* start DATA FOR PROCESSING *
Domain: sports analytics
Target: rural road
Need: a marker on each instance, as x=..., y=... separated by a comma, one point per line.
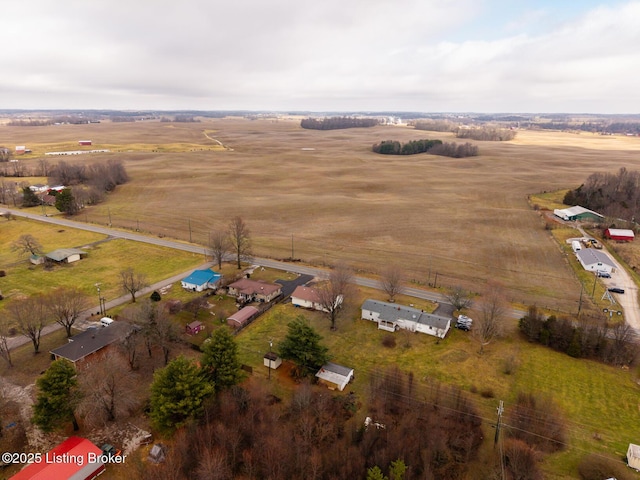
x=627, y=302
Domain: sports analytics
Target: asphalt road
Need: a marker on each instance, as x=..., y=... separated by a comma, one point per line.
x=85, y=321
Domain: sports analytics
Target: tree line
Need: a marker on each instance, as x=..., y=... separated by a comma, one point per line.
x=434, y=147
x=334, y=123
x=588, y=338
x=614, y=195
x=486, y=133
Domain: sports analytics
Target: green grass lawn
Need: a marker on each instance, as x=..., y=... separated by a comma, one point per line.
x=102, y=264
x=595, y=398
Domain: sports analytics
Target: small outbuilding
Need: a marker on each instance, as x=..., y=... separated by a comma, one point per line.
x=201, y=280
x=194, y=328
x=619, y=234
x=334, y=376
x=595, y=260
x=272, y=360
x=306, y=297
x=242, y=317
x=66, y=255
x=633, y=456
x=577, y=213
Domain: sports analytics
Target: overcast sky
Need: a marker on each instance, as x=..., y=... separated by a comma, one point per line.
x=322, y=55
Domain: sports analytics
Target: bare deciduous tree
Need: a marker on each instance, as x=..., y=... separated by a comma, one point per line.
x=333, y=292
x=27, y=244
x=5, y=352
x=219, y=246
x=490, y=315
x=392, y=280
x=240, y=239
x=65, y=305
x=30, y=316
x=108, y=390
x=459, y=298
x=132, y=282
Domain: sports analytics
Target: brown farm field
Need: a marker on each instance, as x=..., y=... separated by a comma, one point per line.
x=330, y=198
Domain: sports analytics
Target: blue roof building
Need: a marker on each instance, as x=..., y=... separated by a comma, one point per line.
x=201, y=280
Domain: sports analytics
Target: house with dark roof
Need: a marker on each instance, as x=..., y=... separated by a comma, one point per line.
x=595, y=260
x=334, y=376
x=66, y=255
x=85, y=345
x=247, y=290
x=201, y=280
x=392, y=317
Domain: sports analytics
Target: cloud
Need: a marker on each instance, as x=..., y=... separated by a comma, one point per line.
x=287, y=54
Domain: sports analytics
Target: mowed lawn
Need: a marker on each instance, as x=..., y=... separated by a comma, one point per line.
x=326, y=196
x=102, y=264
x=597, y=401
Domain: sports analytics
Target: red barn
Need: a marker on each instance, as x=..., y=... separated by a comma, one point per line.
x=619, y=234
x=76, y=458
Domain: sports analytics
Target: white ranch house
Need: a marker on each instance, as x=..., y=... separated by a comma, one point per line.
x=391, y=317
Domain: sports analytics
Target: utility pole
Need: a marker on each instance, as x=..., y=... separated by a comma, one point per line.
x=499, y=422
x=580, y=301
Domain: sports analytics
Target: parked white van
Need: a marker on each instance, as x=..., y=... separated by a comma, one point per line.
x=106, y=321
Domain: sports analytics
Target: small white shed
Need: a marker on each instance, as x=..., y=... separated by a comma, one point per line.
x=633, y=456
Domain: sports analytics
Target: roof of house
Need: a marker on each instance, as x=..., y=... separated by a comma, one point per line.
x=201, y=277
x=392, y=312
x=92, y=340
x=621, y=232
x=64, y=253
x=252, y=287
x=72, y=447
x=334, y=373
x=589, y=256
x=576, y=210
x=306, y=293
x=244, y=314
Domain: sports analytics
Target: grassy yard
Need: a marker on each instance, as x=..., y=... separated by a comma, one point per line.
x=104, y=261
x=598, y=401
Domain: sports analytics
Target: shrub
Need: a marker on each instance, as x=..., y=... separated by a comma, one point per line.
x=521, y=460
x=597, y=467
x=389, y=341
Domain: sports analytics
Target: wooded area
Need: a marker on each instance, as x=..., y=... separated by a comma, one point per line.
x=614, y=195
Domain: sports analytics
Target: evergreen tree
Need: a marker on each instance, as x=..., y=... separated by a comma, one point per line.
x=66, y=202
x=220, y=359
x=177, y=394
x=57, y=396
x=302, y=346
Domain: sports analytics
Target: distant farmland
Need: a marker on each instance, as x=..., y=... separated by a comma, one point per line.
x=326, y=198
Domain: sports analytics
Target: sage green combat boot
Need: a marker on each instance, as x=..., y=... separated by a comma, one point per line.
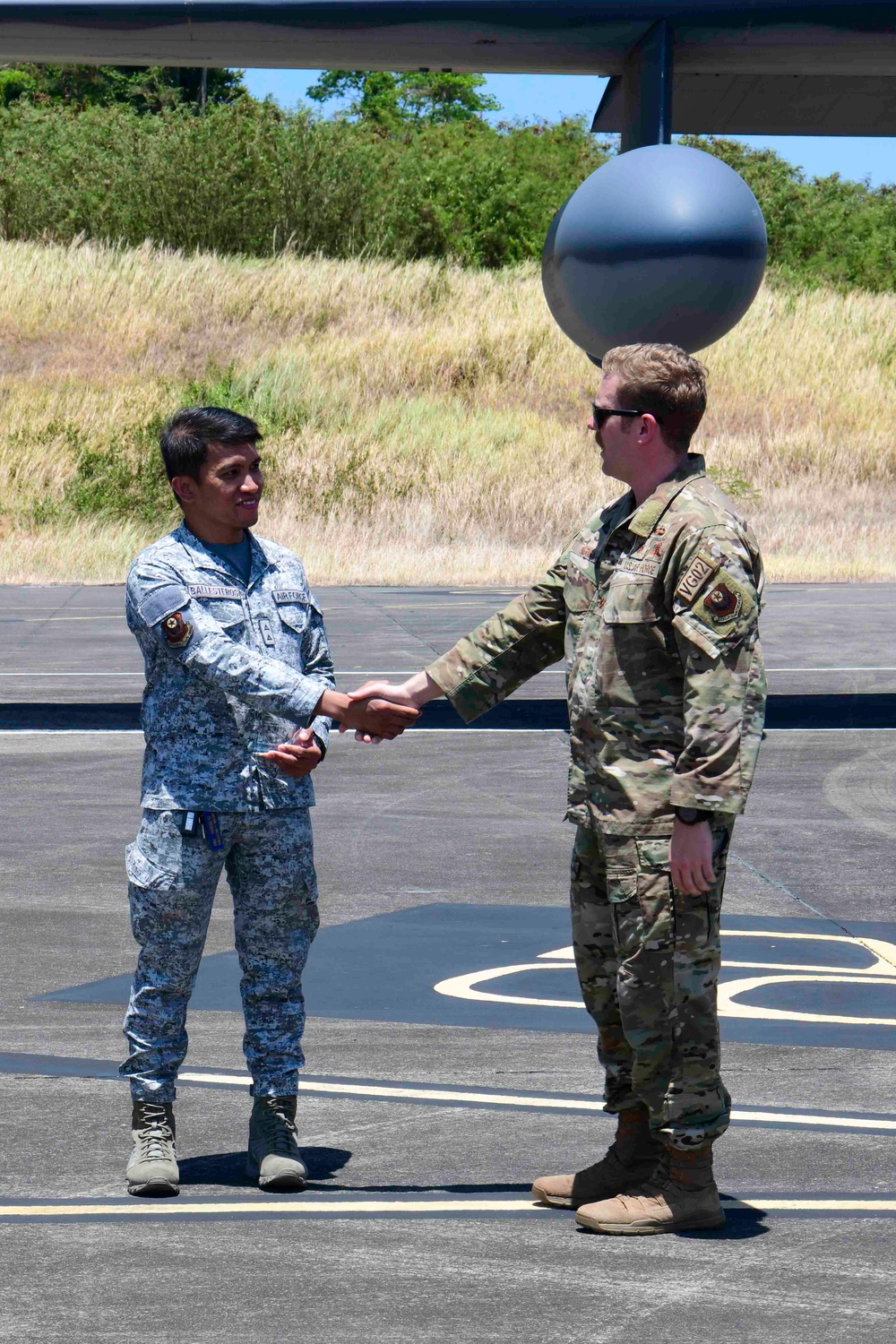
* end DATA FOR PROCESSING *
_TASK_.
Convert all of the data above into a numbered list with one line per item, skipping any blank lines and leaving the pictures out.

_TASK OUTPUT_.
1. Domain: sports analytics
2. Target: rural road
3. Need: a marker on each instance, as x=..., y=... separated by a comma, one point per line.
4. x=627, y=302
5. Domain: sports analytics
6. Target: asphalt road
7. Need: a marker on each instance, as x=..., y=... separated by a comma, one point per line.
8. x=85, y=321
9. Domain: sports analytics
10. Target: tree line
11. Need: a marker on each instance, as x=..., y=... separated by a comma, one point per line.
12. x=434, y=147
13. x=334, y=123
14. x=588, y=338
15. x=614, y=195
16. x=486, y=133
17. Domain: sports analytics
18. Target: green grass lawn
19. Need: a marker on each instance, as x=..., y=... separated by a comma, one point per line.
20. x=102, y=264
21. x=595, y=398
22. Domain: sports analytics
23. Target: small outbuilding
24. Need: a marker on each instance, as x=..., y=... separated by a comma, one point per line.
25. x=201, y=280
26. x=194, y=328
27. x=619, y=234
28. x=334, y=376
29. x=595, y=260
30. x=272, y=360
31. x=306, y=297
32. x=242, y=317
33. x=66, y=255
34. x=633, y=456
35. x=577, y=213
36. Domain: sports analytics
37. Target: overcast sky
38. Need: a marker on each instance, as x=..., y=... separated by a comma, one point per line.
39. x=322, y=55
40. Domain: sports analytics
41. Target: bare deciduous tree
42. Need: a marker on each instance, as x=..., y=... separated by a comma, one point per line.
43. x=333, y=292
44. x=27, y=244
45. x=5, y=352
46. x=219, y=246
47. x=490, y=315
48. x=392, y=280
49. x=240, y=239
50. x=65, y=305
51. x=30, y=316
52. x=108, y=390
53. x=459, y=298
54. x=132, y=282
55. Domain: sports analytics
56. Target: brown farm field
57. Need: a marker on each instance, as x=..., y=... separated by a comma, one point per line.
58. x=330, y=198
59. Domain: sports analytics
60. Target: blue roof building
61. Need: a marker on each instance, as x=..., y=... separated by a comma, one point per line.
62. x=201, y=280
63. Domain: sports analytics
64. Target: house with dark roof
65. Need: a marker on each instance, as x=..., y=... separated by a comma, one point per line.
66. x=595, y=260
67. x=334, y=376
68. x=66, y=255
69. x=85, y=345
70. x=247, y=290
71. x=201, y=280
72. x=392, y=317
73. Domain: sports analytics
74. Target: cloud
75. Need: a marker on each instance, as x=..., y=... separated by a comma, one point per line.
76. x=287, y=54
77. Domain: sports analytics
78. Target: mowed lawn
79. Need: a marker on each instance, as x=..., y=... separated by a comma, one point per line.
80. x=326, y=196
81. x=102, y=264
82. x=597, y=401
83. Domain: sports analytics
84. Target: red barn
85. Need: a marker on each instance, as x=..., y=... separated by a comma, one point per line.
86. x=619, y=234
87. x=76, y=458
88. Domain: sports analytics
89. Target: white ranch house
90. Need: a marker on each instance, as x=..., y=... separated by a comma, one point per line.
91. x=391, y=317
92. Domain: sports analytics
93. Target: utility pole
94. Need: a marker on each instance, as x=..., y=... separated by a comma, one point per line.
95. x=499, y=422
96. x=580, y=301
97. Domain: sports analytics
98. Target: parked white van
99. Need: a marker on each instance, as x=..., y=... separated by a comma, one point per line.
100. x=106, y=321
101. Domain: sports analytics
102. Target: small white shed
103. Need: a marker on each instance, as x=..., y=... separated by a comma, one point per line.
104. x=633, y=456
105. Domain: sports analytics
106. Target: roof of house
107. Need: a marker on each instance, as x=..., y=... separated by a comma, one point per line.
108. x=201, y=277
109. x=392, y=312
110. x=92, y=340
111. x=621, y=232
112. x=64, y=253
113. x=252, y=287
114. x=72, y=447
115. x=334, y=373
116. x=589, y=256
117. x=576, y=210
118. x=306, y=293
119. x=244, y=314
120. Domain: sports analytics
121. Target: grassy yard
122. Need: a marker on each instance, as x=..., y=... separated by a comma, one point per line.
123. x=104, y=261
124. x=598, y=401
125. Domain: sports analytics
126. Target: shrub
127. Need: a marker on each instance, as x=..., y=... separated by a comma, one point per line.
128. x=521, y=460
129. x=597, y=467
130. x=389, y=341
131. Domain: sports analytics
132. Target: wooded area
133. Need: a marker on each instance, as x=..., y=... separated by a comma, one point per line.
134. x=614, y=195
135. Domain: sports analytics
136. Target: evergreen tree
137. Need: a marker on each instance, as x=..., y=... separated by a comma, one point per line.
138. x=66, y=202
139. x=220, y=359
140. x=177, y=394
141. x=57, y=396
142. x=302, y=346
143. Domain: sports analytics
144. Target: distant farmland
145. Need: a marker on each instance, as x=..., y=... separated by a comma, one point per line.
146. x=326, y=198
147. Domain: sports analytics
148. Target: sage green combat boot
149. Need: a marker on each instance, as x=..., y=... separated by a comma, one point per line.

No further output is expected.